===== Listed entries =====

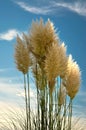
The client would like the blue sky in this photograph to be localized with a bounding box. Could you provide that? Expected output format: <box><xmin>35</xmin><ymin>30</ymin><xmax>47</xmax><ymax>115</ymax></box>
<box><xmin>0</xmin><ymin>0</ymin><xmax>86</xmax><ymax>120</ymax></box>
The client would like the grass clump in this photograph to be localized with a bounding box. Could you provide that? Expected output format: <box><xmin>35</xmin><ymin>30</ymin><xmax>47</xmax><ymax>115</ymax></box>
<box><xmin>1</xmin><ymin>18</ymin><xmax>82</xmax><ymax>130</ymax></box>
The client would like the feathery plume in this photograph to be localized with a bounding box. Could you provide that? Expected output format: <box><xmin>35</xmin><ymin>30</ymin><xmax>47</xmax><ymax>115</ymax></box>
<box><xmin>59</xmin><ymin>42</ymin><xmax>68</xmax><ymax>78</ymax></box>
<box><xmin>14</xmin><ymin>35</ymin><xmax>30</xmax><ymax>74</ymax></box>
<box><xmin>63</xmin><ymin>55</ymin><xmax>81</xmax><ymax>99</ymax></box>
<box><xmin>45</xmin><ymin>43</ymin><xmax>61</xmax><ymax>81</ymax></box>
<box><xmin>45</xmin><ymin>43</ymin><xmax>67</xmax><ymax>81</ymax></box>
<box><xmin>29</xmin><ymin>18</ymin><xmax>58</xmax><ymax>58</ymax></box>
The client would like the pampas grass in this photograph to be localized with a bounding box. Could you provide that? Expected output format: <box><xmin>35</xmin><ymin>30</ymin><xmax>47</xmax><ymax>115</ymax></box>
<box><xmin>14</xmin><ymin>18</ymin><xmax>81</xmax><ymax>130</ymax></box>
<box><xmin>0</xmin><ymin>18</ymin><xmax>82</xmax><ymax>130</ymax></box>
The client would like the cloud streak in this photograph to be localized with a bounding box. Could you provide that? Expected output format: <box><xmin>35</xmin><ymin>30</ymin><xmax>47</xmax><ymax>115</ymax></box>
<box><xmin>51</xmin><ymin>1</ymin><xmax>86</xmax><ymax>16</ymax></box>
<box><xmin>0</xmin><ymin>29</ymin><xmax>20</xmax><ymax>41</ymax></box>
<box><xmin>16</xmin><ymin>1</ymin><xmax>52</xmax><ymax>15</ymax></box>
<box><xmin>15</xmin><ymin>1</ymin><xmax>86</xmax><ymax>16</ymax></box>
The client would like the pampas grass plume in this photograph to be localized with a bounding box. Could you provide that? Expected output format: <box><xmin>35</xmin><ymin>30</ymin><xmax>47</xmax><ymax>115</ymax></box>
<box><xmin>45</xmin><ymin>43</ymin><xmax>61</xmax><ymax>81</ymax></box>
<box><xmin>45</xmin><ymin>42</ymin><xmax>67</xmax><ymax>81</ymax></box>
<box><xmin>64</xmin><ymin>55</ymin><xmax>81</xmax><ymax>99</ymax></box>
<box><xmin>29</xmin><ymin>18</ymin><xmax>58</xmax><ymax>58</ymax></box>
<box><xmin>14</xmin><ymin>35</ymin><xmax>30</xmax><ymax>74</ymax></box>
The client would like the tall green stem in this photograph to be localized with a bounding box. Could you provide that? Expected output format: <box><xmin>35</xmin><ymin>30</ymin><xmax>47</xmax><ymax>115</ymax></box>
<box><xmin>63</xmin><ymin>96</ymin><xmax>67</xmax><ymax>130</ymax></box>
<box><xmin>40</xmin><ymin>90</ymin><xmax>45</xmax><ymax>130</ymax></box>
<box><xmin>27</xmin><ymin>72</ymin><xmax>31</xmax><ymax>130</ymax></box>
<box><xmin>57</xmin><ymin>77</ymin><xmax>62</xmax><ymax>130</ymax></box>
<box><xmin>45</xmin><ymin>86</ymin><xmax>48</xmax><ymax>130</ymax></box>
<box><xmin>70</xmin><ymin>98</ymin><xmax>72</xmax><ymax>130</ymax></box>
<box><xmin>68</xmin><ymin>98</ymin><xmax>72</xmax><ymax>130</ymax></box>
<box><xmin>36</xmin><ymin>63</ymin><xmax>40</xmax><ymax>130</ymax></box>
<box><xmin>24</xmin><ymin>74</ymin><xmax>28</xmax><ymax>130</ymax></box>
<box><xmin>49</xmin><ymin>90</ymin><xmax>53</xmax><ymax>130</ymax></box>
<box><xmin>40</xmin><ymin>70</ymin><xmax>46</xmax><ymax>130</ymax></box>
<box><xmin>37</xmin><ymin>87</ymin><xmax>40</xmax><ymax>130</ymax></box>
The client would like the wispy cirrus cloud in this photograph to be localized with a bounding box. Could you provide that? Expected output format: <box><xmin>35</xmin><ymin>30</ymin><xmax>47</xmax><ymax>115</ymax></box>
<box><xmin>51</xmin><ymin>1</ymin><xmax>86</xmax><ymax>16</ymax></box>
<box><xmin>0</xmin><ymin>77</ymin><xmax>37</xmax><ymax>110</ymax></box>
<box><xmin>15</xmin><ymin>1</ymin><xmax>86</xmax><ymax>17</ymax></box>
<box><xmin>16</xmin><ymin>1</ymin><xmax>52</xmax><ymax>15</ymax></box>
<box><xmin>0</xmin><ymin>29</ymin><xmax>20</xmax><ymax>41</ymax></box>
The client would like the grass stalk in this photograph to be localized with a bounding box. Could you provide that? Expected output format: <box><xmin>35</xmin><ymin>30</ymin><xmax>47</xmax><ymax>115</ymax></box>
<box><xmin>49</xmin><ymin>90</ymin><xmax>53</xmax><ymax>130</ymax></box>
<box><xmin>24</xmin><ymin>74</ymin><xmax>28</xmax><ymax>130</ymax></box>
<box><xmin>27</xmin><ymin>72</ymin><xmax>31</xmax><ymax>130</ymax></box>
<box><xmin>63</xmin><ymin>96</ymin><xmax>67</xmax><ymax>130</ymax></box>
<box><xmin>45</xmin><ymin>86</ymin><xmax>48</xmax><ymax>130</ymax></box>
<box><xmin>36</xmin><ymin>63</ymin><xmax>40</xmax><ymax>130</ymax></box>
<box><xmin>57</xmin><ymin>77</ymin><xmax>62</xmax><ymax>130</ymax></box>
<box><xmin>68</xmin><ymin>98</ymin><xmax>72</xmax><ymax>130</ymax></box>
<box><xmin>40</xmin><ymin>90</ymin><xmax>45</xmax><ymax>130</ymax></box>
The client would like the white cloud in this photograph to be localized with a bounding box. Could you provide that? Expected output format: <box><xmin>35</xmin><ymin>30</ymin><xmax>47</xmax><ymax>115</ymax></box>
<box><xmin>17</xmin><ymin>87</ymin><xmax>36</xmax><ymax>98</ymax></box>
<box><xmin>0</xmin><ymin>29</ymin><xmax>20</xmax><ymax>41</ymax></box>
<box><xmin>0</xmin><ymin>76</ymin><xmax>37</xmax><ymax>107</ymax></box>
<box><xmin>52</xmin><ymin>1</ymin><xmax>86</xmax><ymax>16</ymax></box>
<box><xmin>0</xmin><ymin>76</ymin><xmax>23</xmax><ymax>101</ymax></box>
<box><xmin>0</xmin><ymin>83</ymin><xmax>22</xmax><ymax>94</ymax></box>
<box><xmin>15</xmin><ymin>1</ymin><xmax>86</xmax><ymax>16</ymax></box>
<box><xmin>16</xmin><ymin>1</ymin><xmax>52</xmax><ymax>15</ymax></box>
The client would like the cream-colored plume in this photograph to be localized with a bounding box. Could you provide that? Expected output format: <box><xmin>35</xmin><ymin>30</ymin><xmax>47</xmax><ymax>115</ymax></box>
<box><xmin>14</xmin><ymin>35</ymin><xmax>30</xmax><ymax>74</ymax></box>
<box><xmin>64</xmin><ymin>55</ymin><xmax>81</xmax><ymax>99</ymax></box>
<box><xmin>29</xmin><ymin>18</ymin><xmax>58</xmax><ymax>58</ymax></box>
<box><xmin>45</xmin><ymin>42</ymin><xmax>67</xmax><ymax>81</ymax></box>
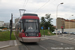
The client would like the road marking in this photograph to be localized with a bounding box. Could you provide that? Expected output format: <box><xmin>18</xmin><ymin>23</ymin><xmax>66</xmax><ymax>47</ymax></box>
<box><xmin>69</xmin><ymin>38</ymin><xmax>74</xmax><ymax>40</ymax></box>
<box><xmin>59</xmin><ymin>37</ymin><xmax>74</xmax><ymax>40</ymax></box>
<box><xmin>39</xmin><ymin>45</ymin><xmax>47</xmax><ymax>50</ymax></box>
<box><xmin>41</xmin><ymin>39</ymin><xmax>45</xmax><ymax>40</ymax></box>
<box><xmin>0</xmin><ymin>45</ymin><xmax>10</xmax><ymax>49</ymax></box>
<box><xmin>45</xmin><ymin>37</ymin><xmax>49</xmax><ymax>39</ymax></box>
<box><xmin>41</xmin><ymin>37</ymin><xmax>50</xmax><ymax>41</ymax></box>
<box><xmin>14</xmin><ymin>40</ymin><xmax>17</xmax><ymax>46</ymax></box>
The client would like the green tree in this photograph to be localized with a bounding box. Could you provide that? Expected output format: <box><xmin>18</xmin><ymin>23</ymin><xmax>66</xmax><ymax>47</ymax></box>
<box><xmin>40</xmin><ymin>17</ymin><xmax>46</xmax><ymax>27</ymax></box>
<box><xmin>40</xmin><ymin>14</ymin><xmax>55</xmax><ymax>32</ymax></box>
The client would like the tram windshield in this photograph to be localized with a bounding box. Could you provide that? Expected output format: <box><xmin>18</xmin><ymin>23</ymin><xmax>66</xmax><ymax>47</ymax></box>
<box><xmin>24</xmin><ymin>20</ymin><xmax>39</xmax><ymax>32</ymax></box>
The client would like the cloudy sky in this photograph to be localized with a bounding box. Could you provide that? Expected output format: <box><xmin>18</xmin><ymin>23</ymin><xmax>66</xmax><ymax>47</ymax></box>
<box><xmin>0</xmin><ymin>0</ymin><xmax>75</xmax><ymax>26</ymax></box>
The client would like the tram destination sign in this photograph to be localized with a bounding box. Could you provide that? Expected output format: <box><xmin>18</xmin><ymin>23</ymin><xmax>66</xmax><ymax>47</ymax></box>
<box><xmin>26</xmin><ymin>20</ymin><xmax>37</xmax><ymax>22</ymax></box>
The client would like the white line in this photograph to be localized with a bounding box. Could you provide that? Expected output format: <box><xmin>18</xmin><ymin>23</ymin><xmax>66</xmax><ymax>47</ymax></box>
<box><xmin>59</xmin><ymin>37</ymin><xmax>75</xmax><ymax>40</ymax></box>
<box><xmin>45</xmin><ymin>38</ymin><xmax>49</xmax><ymax>39</ymax></box>
<box><xmin>69</xmin><ymin>38</ymin><xmax>74</xmax><ymax>40</ymax></box>
<box><xmin>41</xmin><ymin>39</ymin><xmax>45</xmax><ymax>40</ymax></box>
<box><xmin>39</xmin><ymin>45</ymin><xmax>47</xmax><ymax>50</ymax></box>
<box><xmin>0</xmin><ymin>45</ymin><xmax>10</xmax><ymax>49</ymax></box>
<box><xmin>14</xmin><ymin>40</ymin><xmax>17</xmax><ymax>46</ymax></box>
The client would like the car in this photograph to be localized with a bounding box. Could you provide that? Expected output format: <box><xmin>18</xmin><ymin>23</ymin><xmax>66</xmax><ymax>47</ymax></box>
<box><xmin>63</xmin><ymin>32</ymin><xmax>68</xmax><ymax>34</ymax></box>
<box><xmin>72</xmin><ymin>32</ymin><xmax>75</xmax><ymax>35</ymax></box>
<box><xmin>52</xmin><ymin>31</ymin><xmax>62</xmax><ymax>35</ymax></box>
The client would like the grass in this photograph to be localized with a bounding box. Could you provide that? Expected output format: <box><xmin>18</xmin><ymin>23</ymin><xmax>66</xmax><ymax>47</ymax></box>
<box><xmin>0</xmin><ymin>31</ymin><xmax>16</xmax><ymax>41</ymax></box>
<box><xmin>40</xmin><ymin>30</ymin><xmax>55</xmax><ymax>36</ymax></box>
<box><xmin>0</xmin><ymin>30</ymin><xmax>55</xmax><ymax>41</ymax></box>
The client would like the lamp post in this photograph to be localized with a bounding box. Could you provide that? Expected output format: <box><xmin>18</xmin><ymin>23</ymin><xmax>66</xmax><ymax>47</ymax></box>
<box><xmin>56</xmin><ymin>3</ymin><xmax>63</xmax><ymax>36</ymax></box>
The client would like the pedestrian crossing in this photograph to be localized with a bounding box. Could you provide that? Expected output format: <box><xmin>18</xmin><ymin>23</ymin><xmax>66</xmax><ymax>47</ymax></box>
<box><xmin>59</xmin><ymin>37</ymin><xmax>75</xmax><ymax>40</ymax></box>
<box><xmin>41</xmin><ymin>36</ymin><xmax>75</xmax><ymax>41</ymax></box>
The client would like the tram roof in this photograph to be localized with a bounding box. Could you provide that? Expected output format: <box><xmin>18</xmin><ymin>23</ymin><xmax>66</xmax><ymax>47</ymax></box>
<box><xmin>21</xmin><ymin>13</ymin><xmax>39</xmax><ymax>19</ymax></box>
<box><xmin>23</xmin><ymin>13</ymin><xmax>38</xmax><ymax>16</ymax></box>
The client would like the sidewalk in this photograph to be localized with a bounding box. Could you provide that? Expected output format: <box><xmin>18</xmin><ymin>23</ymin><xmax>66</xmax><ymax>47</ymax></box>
<box><xmin>0</xmin><ymin>40</ymin><xmax>17</xmax><ymax>49</ymax></box>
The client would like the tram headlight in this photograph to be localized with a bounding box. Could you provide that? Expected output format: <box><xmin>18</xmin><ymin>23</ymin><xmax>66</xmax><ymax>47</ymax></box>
<box><xmin>26</xmin><ymin>33</ymin><xmax>27</xmax><ymax>36</ymax></box>
<box><xmin>37</xmin><ymin>34</ymin><xmax>38</xmax><ymax>36</ymax></box>
<box><xmin>21</xmin><ymin>29</ymin><xmax>24</xmax><ymax>33</ymax></box>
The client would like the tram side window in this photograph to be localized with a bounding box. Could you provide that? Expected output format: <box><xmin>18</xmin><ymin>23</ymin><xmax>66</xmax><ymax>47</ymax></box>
<box><xmin>18</xmin><ymin>23</ymin><xmax>21</xmax><ymax>32</ymax></box>
<box><xmin>19</xmin><ymin>20</ymin><xmax>23</xmax><ymax>32</ymax></box>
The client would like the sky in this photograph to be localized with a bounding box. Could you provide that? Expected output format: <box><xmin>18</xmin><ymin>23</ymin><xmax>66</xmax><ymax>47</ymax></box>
<box><xmin>0</xmin><ymin>0</ymin><xmax>75</xmax><ymax>26</ymax></box>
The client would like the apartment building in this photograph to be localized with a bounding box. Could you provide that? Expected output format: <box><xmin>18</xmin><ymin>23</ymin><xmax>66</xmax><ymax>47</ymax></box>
<box><xmin>15</xmin><ymin>18</ymin><xmax>20</xmax><ymax>23</ymax></box>
<box><xmin>0</xmin><ymin>21</ymin><xmax>4</xmax><ymax>27</ymax></box>
<box><xmin>57</xmin><ymin>18</ymin><xmax>75</xmax><ymax>29</ymax></box>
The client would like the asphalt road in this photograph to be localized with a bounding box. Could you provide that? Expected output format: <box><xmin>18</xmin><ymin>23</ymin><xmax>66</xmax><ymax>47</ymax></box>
<box><xmin>17</xmin><ymin>37</ymin><xmax>75</xmax><ymax>50</ymax></box>
<box><xmin>1</xmin><ymin>34</ymin><xmax>75</xmax><ymax>50</ymax></box>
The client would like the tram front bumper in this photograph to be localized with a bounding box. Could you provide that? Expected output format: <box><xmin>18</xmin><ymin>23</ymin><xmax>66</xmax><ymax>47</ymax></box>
<box><xmin>22</xmin><ymin>37</ymin><xmax>41</xmax><ymax>42</ymax></box>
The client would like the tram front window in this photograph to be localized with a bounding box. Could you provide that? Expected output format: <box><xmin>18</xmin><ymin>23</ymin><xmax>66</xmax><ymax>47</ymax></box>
<box><xmin>24</xmin><ymin>22</ymin><xmax>39</xmax><ymax>32</ymax></box>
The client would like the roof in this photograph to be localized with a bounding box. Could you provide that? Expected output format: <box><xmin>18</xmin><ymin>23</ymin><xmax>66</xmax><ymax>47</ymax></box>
<box><xmin>21</xmin><ymin>13</ymin><xmax>39</xmax><ymax>19</ymax></box>
<box><xmin>23</xmin><ymin>13</ymin><xmax>38</xmax><ymax>16</ymax></box>
<box><xmin>65</xmin><ymin>20</ymin><xmax>75</xmax><ymax>22</ymax></box>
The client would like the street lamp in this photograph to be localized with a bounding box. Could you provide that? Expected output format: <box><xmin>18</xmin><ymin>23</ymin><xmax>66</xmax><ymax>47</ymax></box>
<box><xmin>56</xmin><ymin>2</ymin><xmax>63</xmax><ymax>36</ymax></box>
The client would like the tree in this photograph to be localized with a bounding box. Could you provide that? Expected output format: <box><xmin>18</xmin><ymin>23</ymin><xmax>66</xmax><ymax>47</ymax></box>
<box><xmin>40</xmin><ymin>14</ymin><xmax>55</xmax><ymax>32</ymax></box>
<box><xmin>40</xmin><ymin>17</ymin><xmax>46</xmax><ymax>27</ymax></box>
<box><xmin>45</xmin><ymin>14</ymin><xmax>53</xmax><ymax>23</ymax></box>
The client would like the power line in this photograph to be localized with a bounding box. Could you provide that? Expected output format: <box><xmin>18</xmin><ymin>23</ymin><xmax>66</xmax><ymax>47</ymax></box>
<box><xmin>34</xmin><ymin>0</ymin><xmax>50</xmax><ymax>13</ymax></box>
<box><xmin>39</xmin><ymin>0</ymin><xmax>55</xmax><ymax>13</ymax></box>
<box><xmin>22</xmin><ymin>0</ymin><xmax>26</xmax><ymax>8</ymax></box>
<box><xmin>25</xmin><ymin>0</ymin><xmax>29</xmax><ymax>8</ymax></box>
<box><xmin>23</xmin><ymin>0</ymin><xmax>29</xmax><ymax>9</ymax></box>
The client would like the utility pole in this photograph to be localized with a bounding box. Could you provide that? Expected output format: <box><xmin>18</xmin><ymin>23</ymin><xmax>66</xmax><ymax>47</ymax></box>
<box><xmin>56</xmin><ymin>2</ymin><xmax>63</xmax><ymax>36</ymax></box>
<box><xmin>10</xmin><ymin>13</ymin><xmax>13</xmax><ymax>40</ymax></box>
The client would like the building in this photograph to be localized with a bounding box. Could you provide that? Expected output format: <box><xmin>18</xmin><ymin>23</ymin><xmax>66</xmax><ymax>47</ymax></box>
<box><xmin>4</xmin><ymin>23</ymin><xmax>10</xmax><ymax>28</ymax></box>
<box><xmin>13</xmin><ymin>23</ymin><xmax>16</xmax><ymax>29</ymax></box>
<box><xmin>0</xmin><ymin>21</ymin><xmax>4</xmax><ymax>27</ymax></box>
<box><xmin>57</xmin><ymin>18</ymin><xmax>75</xmax><ymax>29</ymax></box>
<box><xmin>4</xmin><ymin>23</ymin><xmax>16</xmax><ymax>29</ymax></box>
<box><xmin>15</xmin><ymin>18</ymin><xmax>20</xmax><ymax>23</ymax></box>
<box><xmin>57</xmin><ymin>18</ymin><xmax>65</xmax><ymax>29</ymax></box>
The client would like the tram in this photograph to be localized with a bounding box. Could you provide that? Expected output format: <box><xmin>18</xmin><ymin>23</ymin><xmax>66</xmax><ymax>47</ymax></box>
<box><xmin>15</xmin><ymin>13</ymin><xmax>41</xmax><ymax>42</ymax></box>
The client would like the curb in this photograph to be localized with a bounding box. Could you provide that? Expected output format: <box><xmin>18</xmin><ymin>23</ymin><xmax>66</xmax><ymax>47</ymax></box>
<box><xmin>14</xmin><ymin>40</ymin><xmax>18</xmax><ymax>46</ymax></box>
<box><xmin>0</xmin><ymin>45</ymin><xmax>10</xmax><ymax>49</ymax></box>
<box><xmin>0</xmin><ymin>40</ymin><xmax>15</xmax><ymax>49</ymax></box>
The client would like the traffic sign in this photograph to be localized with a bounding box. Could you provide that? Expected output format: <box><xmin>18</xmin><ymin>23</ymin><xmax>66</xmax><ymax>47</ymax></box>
<box><xmin>41</xmin><ymin>27</ymin><xmax>43</xmax><ymax>29</ymax></box>
<box><xmin>48</xmin><ymin>27</ymin><xmax>50</xmax><ymax>30</ymax></box>
<box><xmin>61</xmin><ymin>26</ymin><xmax>63</xmax><ymax>29</ymax></box>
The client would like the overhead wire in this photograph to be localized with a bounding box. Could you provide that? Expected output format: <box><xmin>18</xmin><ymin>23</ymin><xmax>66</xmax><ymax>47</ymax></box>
<box><xmin>40</xmin><ymin>0</ymin><xmax>56</xmax><ymax>13</ymax></box>
<box><xmin>34</xmin><ymin>0</ymin><xmax>50</xmax><ymax>13</ymax></box>
<box><xmin>14</xmin><ymin>0</ymin><xmax>29</xmax><ymax>24</ymax></box>
<box><xmin>23</xmin><ymin>0</ymin><xmax>29</xmax><ymax>9</ymax></box>
<box><xmin>22</xmin><ymin>0</ymin><xmax>26</xmax><ymax>8</ymax></box>
<box><xmin>25</xmin><ymin>0</ymin><xmax>29</xmax><ymax>9</ymax></box>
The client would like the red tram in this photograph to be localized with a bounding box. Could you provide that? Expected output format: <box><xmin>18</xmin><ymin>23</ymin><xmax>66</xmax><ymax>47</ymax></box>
<box><xmin>15</xmin><ymin>13</ymin><xmax>41</xmax><ymax>42</ymax></box>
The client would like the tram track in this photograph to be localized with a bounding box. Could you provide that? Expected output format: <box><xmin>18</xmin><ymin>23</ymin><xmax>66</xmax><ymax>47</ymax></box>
<box><xmin>19</xmin><ymin>42</ymin><xmax>48</xmax><ymax>50</ymax></box>
<box><xmin>14</xmin><ymin>32</ymin><xmax>47</xmax><ymax>50</ymax></box>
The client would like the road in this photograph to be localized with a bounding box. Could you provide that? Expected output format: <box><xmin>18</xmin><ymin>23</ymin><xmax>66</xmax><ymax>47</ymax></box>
<box><xmin>1</xmin><ymin>34</ymin><xmax>75</xmax><ymax>50</ymax></box>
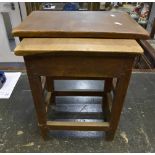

=====

Each line from the one with "The client would like the road in" to the final line of the data above is to be printed exactly; no picture should appear in the copy.

§ **Answer to the exercise**
The client would like the road in this photograph to be localized with a bounding box. Could you provide that? Expected output format: <box><xmin>18</xmin><ymin>23</ymin><xmax>66</xmax><ymax>47</ymax></box>
<box><xmin>1</xmin><ymin>34</ymin><xmax>75</xmax><ymax>50</ymax></box>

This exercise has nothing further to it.